___ EXERCISE DATA

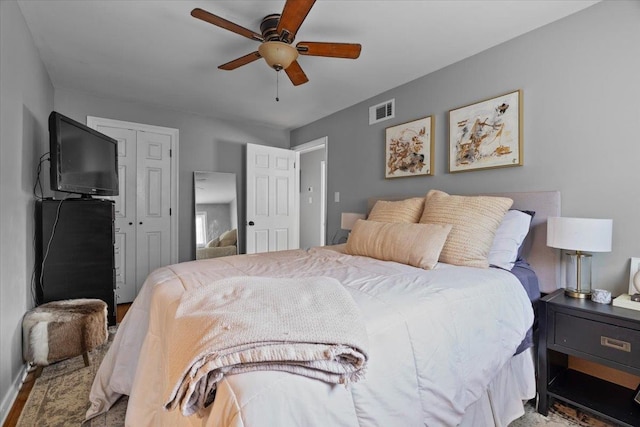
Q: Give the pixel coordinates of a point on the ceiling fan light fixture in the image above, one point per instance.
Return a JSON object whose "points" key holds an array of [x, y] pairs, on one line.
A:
{"points": [[278, 55]]}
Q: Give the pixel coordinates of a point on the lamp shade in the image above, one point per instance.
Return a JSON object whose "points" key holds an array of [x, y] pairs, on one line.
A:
{"points": [[579, 234], [348, 220], [278, 55]]}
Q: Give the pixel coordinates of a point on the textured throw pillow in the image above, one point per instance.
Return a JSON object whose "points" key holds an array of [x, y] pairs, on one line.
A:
{"points": [[408, 210], [418, 245], [475, 220], [508, 239]]}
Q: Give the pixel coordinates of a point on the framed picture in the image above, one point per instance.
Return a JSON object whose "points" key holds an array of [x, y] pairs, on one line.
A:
{"points": [[486, 134], [634, 269], [409, 148]]}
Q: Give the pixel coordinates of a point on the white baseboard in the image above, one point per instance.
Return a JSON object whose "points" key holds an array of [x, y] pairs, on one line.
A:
{"points": [[12, 393]]}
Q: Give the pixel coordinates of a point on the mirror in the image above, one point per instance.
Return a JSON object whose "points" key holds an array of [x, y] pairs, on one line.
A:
{"points": [[216, 214]]}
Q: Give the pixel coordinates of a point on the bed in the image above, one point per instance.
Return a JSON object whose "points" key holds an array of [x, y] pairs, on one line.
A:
{"points": [[445, 345]]}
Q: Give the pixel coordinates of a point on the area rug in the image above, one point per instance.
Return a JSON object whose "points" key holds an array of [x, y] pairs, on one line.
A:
{"points": [[60, 398]]}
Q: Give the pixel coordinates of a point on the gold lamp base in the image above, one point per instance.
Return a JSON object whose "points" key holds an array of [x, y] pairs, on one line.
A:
{"points": [[578, 275], [577, 294]]}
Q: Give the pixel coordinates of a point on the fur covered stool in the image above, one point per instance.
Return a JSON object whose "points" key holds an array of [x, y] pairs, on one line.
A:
{"points": [[59, 330]]}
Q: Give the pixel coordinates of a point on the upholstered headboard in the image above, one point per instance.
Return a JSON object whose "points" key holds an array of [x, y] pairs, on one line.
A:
{"points": [[544, 260]]}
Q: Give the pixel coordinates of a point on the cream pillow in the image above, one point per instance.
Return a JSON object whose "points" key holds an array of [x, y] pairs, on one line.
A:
{"points": [[475, 220], [418, 245], [408, 210]]}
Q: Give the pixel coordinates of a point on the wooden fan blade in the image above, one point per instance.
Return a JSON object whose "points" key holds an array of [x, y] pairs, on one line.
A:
{"points": [[293, 14], [223, 23], [295, 73], [243, 60], [334, 50]]}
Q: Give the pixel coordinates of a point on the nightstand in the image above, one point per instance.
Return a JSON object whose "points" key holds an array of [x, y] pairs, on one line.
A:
{"points": [[599, 333]]}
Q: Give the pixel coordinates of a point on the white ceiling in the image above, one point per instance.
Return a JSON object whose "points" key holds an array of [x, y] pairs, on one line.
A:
{"points": [[154, 51]]}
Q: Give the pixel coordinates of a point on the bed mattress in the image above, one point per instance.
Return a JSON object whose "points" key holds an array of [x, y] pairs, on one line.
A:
{"points": [[437, 340]]}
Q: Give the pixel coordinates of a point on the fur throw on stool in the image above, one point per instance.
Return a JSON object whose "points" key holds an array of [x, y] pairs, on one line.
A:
{"points": [[62, 329]]}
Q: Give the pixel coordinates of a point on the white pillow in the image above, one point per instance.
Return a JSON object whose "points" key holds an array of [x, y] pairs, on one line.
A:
{"points": [[508, 239]]}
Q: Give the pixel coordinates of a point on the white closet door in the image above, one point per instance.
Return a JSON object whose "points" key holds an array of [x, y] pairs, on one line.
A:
{"points": [[153, 205], [125, 213], [145, 228]]}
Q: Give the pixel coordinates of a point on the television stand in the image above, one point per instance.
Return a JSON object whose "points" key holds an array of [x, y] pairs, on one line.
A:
{"points": [[75, 251]]}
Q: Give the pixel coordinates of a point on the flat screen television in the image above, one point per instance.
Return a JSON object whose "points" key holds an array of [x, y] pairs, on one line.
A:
{"points": [[83, 161]]}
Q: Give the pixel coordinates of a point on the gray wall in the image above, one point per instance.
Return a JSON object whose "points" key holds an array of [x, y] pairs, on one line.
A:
{"points": [[581, 85], [25, 102], [206, 144]]}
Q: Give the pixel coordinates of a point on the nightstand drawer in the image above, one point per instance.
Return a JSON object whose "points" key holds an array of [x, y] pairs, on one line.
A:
{"points": [[614, 343]]}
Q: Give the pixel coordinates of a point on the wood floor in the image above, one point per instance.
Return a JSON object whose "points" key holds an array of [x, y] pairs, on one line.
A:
{"points": [[27, 385]]}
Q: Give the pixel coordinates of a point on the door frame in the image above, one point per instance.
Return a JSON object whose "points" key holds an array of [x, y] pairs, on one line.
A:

______

Transcribe all of the material exactly, leaving out whatever pictures it contains.

Q: Give the pixel coordinates of a point on the ceiling fan light fixture in the image above, one point per instance.
Return a JSON object whose "points" key holds an array of [x, y] pairs, on one line.
A:
{"points": [[278, 55]]}
Q: Give the pixel coordinates of a point on the lamp shade in the image above, one point per instance.
Return a JSON object whose "points" key holds an array of [x, y] pairs, on one line.
A:
{"points": [[579, 234], [348, 220], [278, 55]]}
Q: Give the pixel coordinates of a point on the textured throw pillow in the image above, one point per instance.
Return a JSON object whose "points" key holds an array of [x, y] pairs, on one line.
A:
{"points": [[408, 210], [418, 245], [475, 220], [508, 239]]}
Q: Give the pixel coordinates of a point on the framed picture in the image above, one point per instance.
Return a JSON object whose "points" key holds an array of [x, y] pairs, on one line.
A:
{"points": [[486, 134], [634, 269], [409, 148]]}
Q: Give the pixel coordinates of a point on the white baseboard in the image above, one point per instance.
Return a JSON object whose "points" key holds an array of [x, y] pairs, on one line.
A:
{"points": [[12, 393]]}
Q: Give the pixel coordinates of a point on the mirror in the image above, one point per instance.
Return a JSON object whose "points" key holds an array of [x, y] pairs, on one line.
A:
{"points": [[216, 214]]}
Q: Give the pixel coordinates of a point on the bed in the image above, one point per instance.
Return a JSON object whose "points" key holds an array of [x, y] pairs, on one line.
A:
{"points": [[445, 345]]}
Q: Give the pixel coordinates of a point on the area rug in the image above, one point per instance.
Return a JSON object whose "points" key holds an array of [x, y] pairs, on one line.
A:
{"points": [[60, 398]]}
Q: Give the pixel coordinates of a point on the gold lamp base in the image above, one point per instance.
Return a JSON object whose "points" key holds an array of [x, y] pairs, on one line.
A:
{"points": [[578, 275], [577, 294]]}
Q: Give the pixel coordinates of a point on the fur covered stool in the image above, one point per instance.
Return a JSON object whose "points" key holds an array of [x, y] pairs, on one line.
A:
{"points": [[59, 330]]}
Q: Give the pixel coordinates of a point on the upholstered headboard in the image above, one point per instance.
Return a JSON object whose "points" key holds an array of [x, y] pairs, on one line.
A:
{"points": [[544, 260]]}
Q: Give the pixel coordinates of a point on the cream pillow in the image above, one point per instance.
Return a JSON object whose "points" key holds an array of [x, y] pairs, on one line.
A:
{"points": [[475, 220], [418, 245], [408, 210]]}
Q: Give the pixel coordinates of a point on the wooden fan blade in the image above, one point per instance.
Return a JSON object whose "points" key holds an array of [x, y] pairs, on one line.
A:
{"points": [[293, 14], [223, 23], [295, 73], [243, 60], [334, 50]]}
Q: Give the pixel coordinates of a point on the nightstand in the image above, one point per instance.
Return a JSON object whose "points" key holds an array of [x, y] pairs, on one line.
A:
{"points": [[599, 333]]}
Q: Give the pixel coordinates of a point on the white ceiling in the image above, one point per instance.
Return a JSON object whose "points" key holds an array of [x, y] pairs, on one line.
A:
{"points": [[154, 51]]}
Q: Give the pixel coordinates of a point on the bed mattress in the image above, one point per instance.
Return a JSON object whose "points" key holds an array of [x, y] pairs, on one line.
A:
{"points": [[437, 340]]}
Q: Give the pixel coordinates of a point on the fur throw on stool in the image above, one point per instance.
Return a JSON object whose "points" key holds an array of [x, y] pairs, on one line.
A:
{"points": [[62, 329]]}
Q: Give the pixel coordinates of a point on the white pillow in the image above, one point per instance.
Return a JSON object whose "points" key holds an array of [x, y] pairs, on one line.
A:
{"points": [[508, 239]]}
Q: Give the pixel coordinates of a point on the white closet door in the image above, one point per instance.
Return a JSON object whose "points" key holds an array of [x, y] pairs, on one line.
A:
{"points": [[153, 205], [125, 213], [145, 228]]}
Q: Give the pixel coordinates of a point on the television stand in the image above, one point per instance.
Return a JSON object whose "points" key holds an array of [x, y] pairs, on one line.
A:
{"points": [[75, 251]]}
Q: Give the pixel coordinates of a point on the flat screen television in the image above, one point per instance.
Return a JSON object whose "points" key holds an array of [x, y] pairs, on one line.
A:
{"points": [[83, 161]]}
Q: Give the pixel coordinates of a point on the gray wall in the image above, one point per instance.
Return a JSON object whose "points" key holds an array of [x, y] pairs, on one line.
A:
{"points": [[581, 85], [25, 102], [206, 144]]}
Q: Give the pixel coordinates of a point on the nightstand drawer in the image above, one point per instance.
Return a JSON object whose "points" key holds an array of [x, y] pairs, on one line.
A:
{"points": [[614, 343]]}
Q: Give the pixel coordinates of a point on the wood floor in the image above, one point per instance.
Return a JSON object whose "points" key holds an array of [x, y] pairs, on one line.
A:
{"points": [[27, 385]]}
Q: Give the pixel coordinates of a point on the door frame in the image above, one point per instance.
Return a JSON object whose "points" key holds an array of [x, y] pairs, on one line.
A:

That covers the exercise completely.